Task
Reproduce exactly, and only, the lines below from the one containing "Target: woman in red jacket" through the one containing "Target: leafy foliage".
[Start of section]
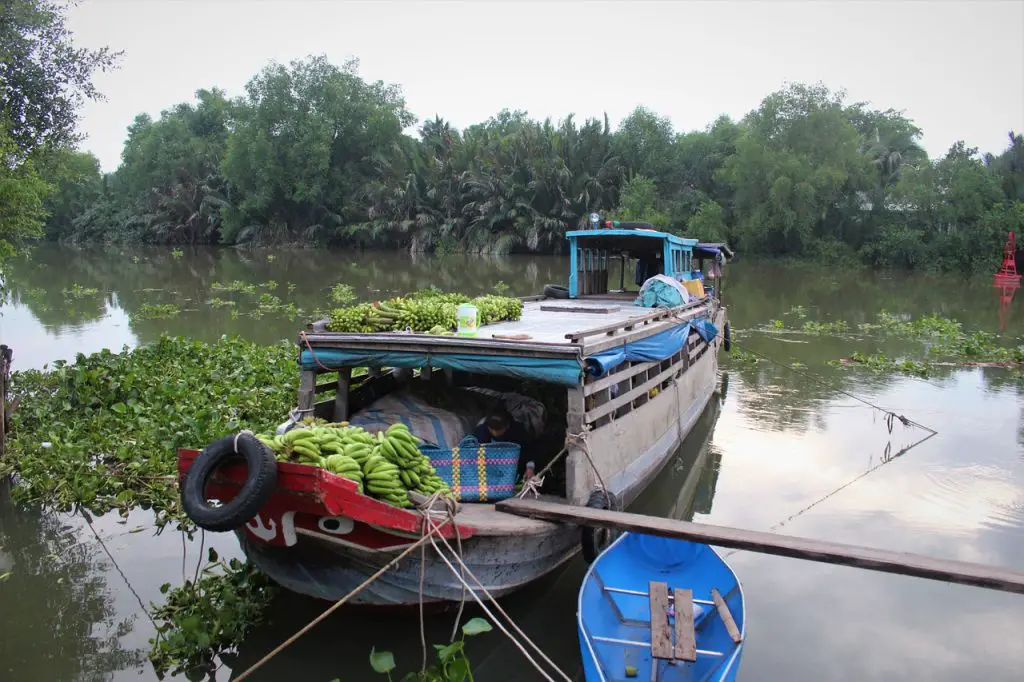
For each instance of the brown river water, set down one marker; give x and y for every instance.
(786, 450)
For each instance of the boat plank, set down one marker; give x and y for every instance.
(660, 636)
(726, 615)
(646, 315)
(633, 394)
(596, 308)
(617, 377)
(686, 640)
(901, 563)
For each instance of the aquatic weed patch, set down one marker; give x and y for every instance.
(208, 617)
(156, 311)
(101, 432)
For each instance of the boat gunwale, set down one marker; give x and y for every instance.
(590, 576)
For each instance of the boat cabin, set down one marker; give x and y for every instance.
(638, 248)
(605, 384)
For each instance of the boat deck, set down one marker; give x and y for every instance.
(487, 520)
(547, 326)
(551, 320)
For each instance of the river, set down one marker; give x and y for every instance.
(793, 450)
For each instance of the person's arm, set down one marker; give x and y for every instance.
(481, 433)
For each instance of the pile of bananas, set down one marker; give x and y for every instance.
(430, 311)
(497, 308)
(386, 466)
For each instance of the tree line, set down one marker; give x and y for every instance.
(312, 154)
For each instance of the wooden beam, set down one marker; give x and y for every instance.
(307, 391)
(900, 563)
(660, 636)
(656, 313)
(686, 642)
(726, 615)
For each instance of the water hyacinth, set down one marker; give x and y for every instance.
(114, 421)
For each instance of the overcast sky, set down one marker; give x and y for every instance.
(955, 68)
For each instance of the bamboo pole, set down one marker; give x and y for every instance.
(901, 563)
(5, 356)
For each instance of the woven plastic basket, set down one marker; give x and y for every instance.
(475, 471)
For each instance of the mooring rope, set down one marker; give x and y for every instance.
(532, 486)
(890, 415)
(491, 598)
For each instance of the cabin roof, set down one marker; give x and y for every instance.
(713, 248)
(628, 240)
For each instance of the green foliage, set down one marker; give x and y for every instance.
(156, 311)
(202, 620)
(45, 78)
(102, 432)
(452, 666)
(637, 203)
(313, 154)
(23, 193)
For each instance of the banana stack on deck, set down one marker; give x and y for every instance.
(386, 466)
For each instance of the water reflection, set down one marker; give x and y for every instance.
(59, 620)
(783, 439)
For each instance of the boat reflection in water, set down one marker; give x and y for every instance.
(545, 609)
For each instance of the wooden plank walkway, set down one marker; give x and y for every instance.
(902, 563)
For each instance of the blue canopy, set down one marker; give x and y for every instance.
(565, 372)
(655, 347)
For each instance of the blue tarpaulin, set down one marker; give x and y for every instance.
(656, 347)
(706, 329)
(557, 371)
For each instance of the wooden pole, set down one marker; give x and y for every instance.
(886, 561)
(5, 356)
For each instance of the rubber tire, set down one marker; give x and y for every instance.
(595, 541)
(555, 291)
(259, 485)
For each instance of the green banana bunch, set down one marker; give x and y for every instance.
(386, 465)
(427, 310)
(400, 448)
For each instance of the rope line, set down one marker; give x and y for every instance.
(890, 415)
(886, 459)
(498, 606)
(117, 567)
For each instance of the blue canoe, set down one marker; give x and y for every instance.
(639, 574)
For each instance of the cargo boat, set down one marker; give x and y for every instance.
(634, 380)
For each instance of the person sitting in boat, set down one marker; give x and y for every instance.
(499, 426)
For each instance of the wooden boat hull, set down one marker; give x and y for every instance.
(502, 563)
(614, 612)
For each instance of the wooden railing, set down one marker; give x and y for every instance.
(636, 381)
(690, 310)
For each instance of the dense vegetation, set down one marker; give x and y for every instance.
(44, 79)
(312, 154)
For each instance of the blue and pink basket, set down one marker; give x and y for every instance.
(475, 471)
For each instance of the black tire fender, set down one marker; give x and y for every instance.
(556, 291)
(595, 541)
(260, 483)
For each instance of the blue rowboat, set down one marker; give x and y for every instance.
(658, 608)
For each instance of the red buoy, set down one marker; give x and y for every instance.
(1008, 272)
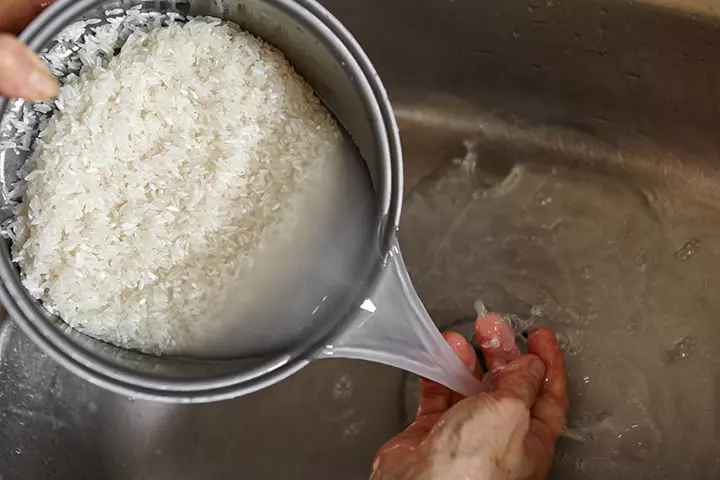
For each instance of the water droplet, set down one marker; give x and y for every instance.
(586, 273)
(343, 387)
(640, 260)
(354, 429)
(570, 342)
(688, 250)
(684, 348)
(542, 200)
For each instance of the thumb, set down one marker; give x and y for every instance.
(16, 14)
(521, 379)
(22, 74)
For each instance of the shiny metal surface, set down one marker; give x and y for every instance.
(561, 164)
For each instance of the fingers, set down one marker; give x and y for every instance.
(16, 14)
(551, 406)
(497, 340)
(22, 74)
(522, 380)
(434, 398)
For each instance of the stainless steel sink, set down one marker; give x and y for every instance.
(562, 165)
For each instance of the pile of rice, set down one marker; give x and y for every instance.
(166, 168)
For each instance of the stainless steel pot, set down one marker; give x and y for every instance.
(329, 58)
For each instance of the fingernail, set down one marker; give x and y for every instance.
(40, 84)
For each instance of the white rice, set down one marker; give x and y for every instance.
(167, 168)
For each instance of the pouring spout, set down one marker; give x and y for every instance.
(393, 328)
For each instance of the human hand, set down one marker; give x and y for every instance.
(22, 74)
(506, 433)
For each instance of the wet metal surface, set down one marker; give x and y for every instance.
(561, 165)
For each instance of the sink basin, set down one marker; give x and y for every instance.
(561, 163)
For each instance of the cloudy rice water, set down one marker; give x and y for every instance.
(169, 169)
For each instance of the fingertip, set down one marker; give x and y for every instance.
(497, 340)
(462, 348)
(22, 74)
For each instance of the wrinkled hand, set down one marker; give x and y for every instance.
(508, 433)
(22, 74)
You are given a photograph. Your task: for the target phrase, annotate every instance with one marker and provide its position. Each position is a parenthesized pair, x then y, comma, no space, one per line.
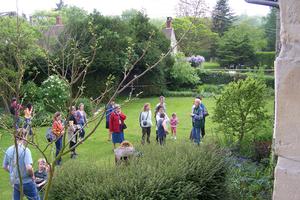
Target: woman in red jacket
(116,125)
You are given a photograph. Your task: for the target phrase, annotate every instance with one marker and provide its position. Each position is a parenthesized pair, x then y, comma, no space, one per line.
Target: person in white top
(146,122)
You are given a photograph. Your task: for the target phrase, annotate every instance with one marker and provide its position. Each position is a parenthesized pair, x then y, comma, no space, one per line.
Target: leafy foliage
[End of section]
[Start of section]
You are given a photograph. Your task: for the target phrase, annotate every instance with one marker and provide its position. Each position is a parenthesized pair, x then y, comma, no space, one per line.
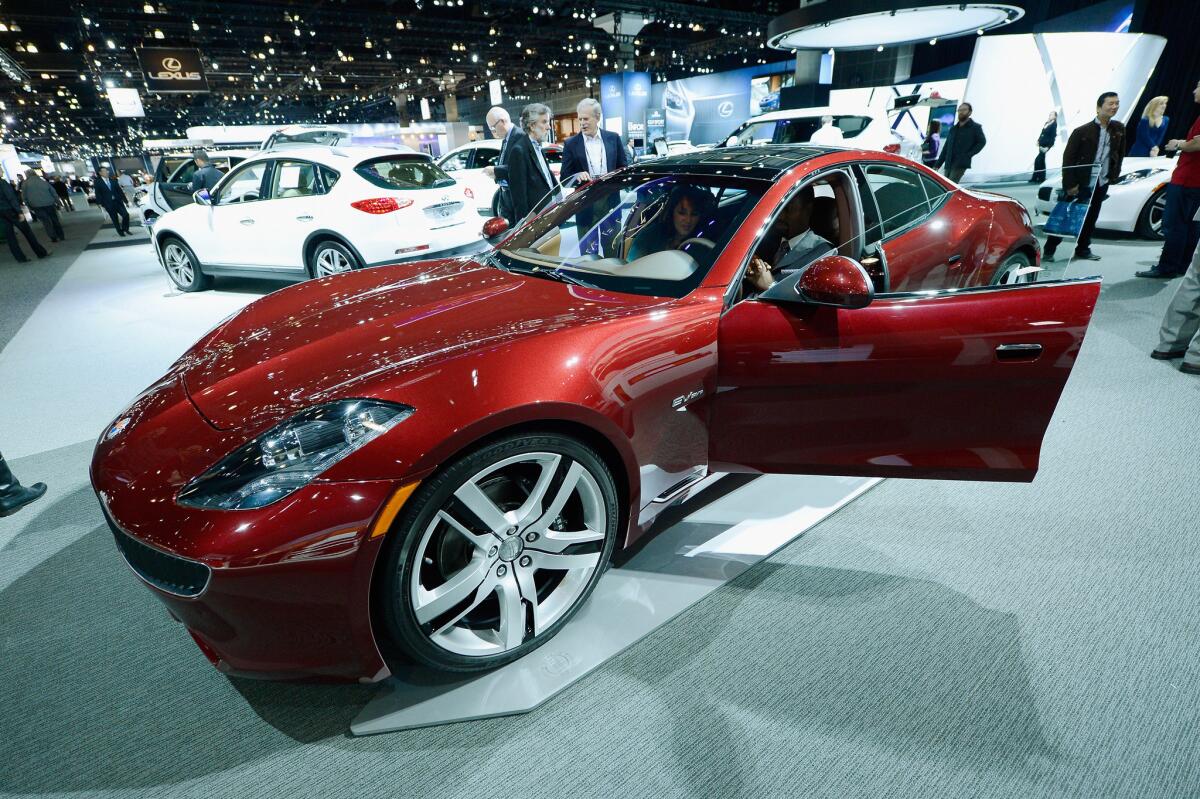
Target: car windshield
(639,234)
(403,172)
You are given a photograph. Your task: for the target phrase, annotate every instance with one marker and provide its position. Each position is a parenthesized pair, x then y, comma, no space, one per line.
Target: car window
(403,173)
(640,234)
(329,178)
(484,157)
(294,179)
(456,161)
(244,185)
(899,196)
[End of section]
Answer box
Target: woman in red jacket
(116,125)
You are given a photograph. Your task: for the target phrase, annotate every instance with one marker and provide its position. Each position is a parenthesized pair, x then y, comma, no space, one per line.
Target: person in white top
(146,122)
You are given a photograph. Your task: for the target phrase, annotate every instance with one marker and provide its position. Each position is a parenthesized pair, x then y, comma, no space, one per line.
Target: leafy foliage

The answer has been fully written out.